What you are asked to do: Rewrite every line of the entries below as a Markdown table with the columns "Row" and "Entry line," numbering the rows and skipping blank lines. Leave out any images.
○ ○ ○
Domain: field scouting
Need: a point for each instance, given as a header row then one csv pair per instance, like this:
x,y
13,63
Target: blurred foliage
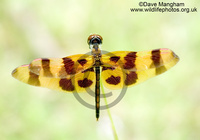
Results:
x,y
164,108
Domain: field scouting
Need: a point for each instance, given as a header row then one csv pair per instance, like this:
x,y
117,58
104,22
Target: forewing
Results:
x,y
123,69
75,83
61,67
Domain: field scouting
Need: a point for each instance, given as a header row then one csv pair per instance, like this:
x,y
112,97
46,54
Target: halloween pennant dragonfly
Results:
x,y
80,72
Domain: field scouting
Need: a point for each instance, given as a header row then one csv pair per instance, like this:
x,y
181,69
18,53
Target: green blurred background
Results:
x,y
166,107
○ ○ ○
Exercise response:
| Row | Entry line |
|---|---|
| 1 | Domain: field scouting |
| 2 | Need: a point for each instance, given as a header row then one csv pair per instance, like this: |
| 3 | x,y |
| 4 | 13,63 |
| 5 | Target: blurred foliage |
| 6 | Results: |
| 7 | x,y |
| 8 | 164,108 |
| 9 | Domain: field scouting |
| 10 | Need: a point for each instance, given as a header row then one csv pair per instance, like this: |
| 11 | x,y |
| 12 | 117,58 |
| 13 | 104,22 |
| 14 | Target: forewing |
| 15 | Results: |
| 16 | x,y |
| 17 | 123,69 |
| 18 | 75,83 |
| 19 | 61,67 |
| 20 | Domain: field scouting |
| 21 | Need: a point for each instance, given as a header row then one csv pair per instance, like this: |
| 22 | x,y |
| 23 | 112,97 |
| 24 | 46,54 |
| 25 | Target: halloween pennant dragonfly |
| 26 | Results: |
| 27 | x,y |
| 28 | 80,72 |
| 29 | Domain: field scouting |
| 30 | Need: a point for each instance, given as a header row then one csv pair per instance, like this: |
| 31 | x,y |
| 32 | 181,69 |
| 33 | 18,53 |
| 34 | Target: green blurred background |
| 35 | Results: |
| 36 | x,y |
| 37 | 166,107 |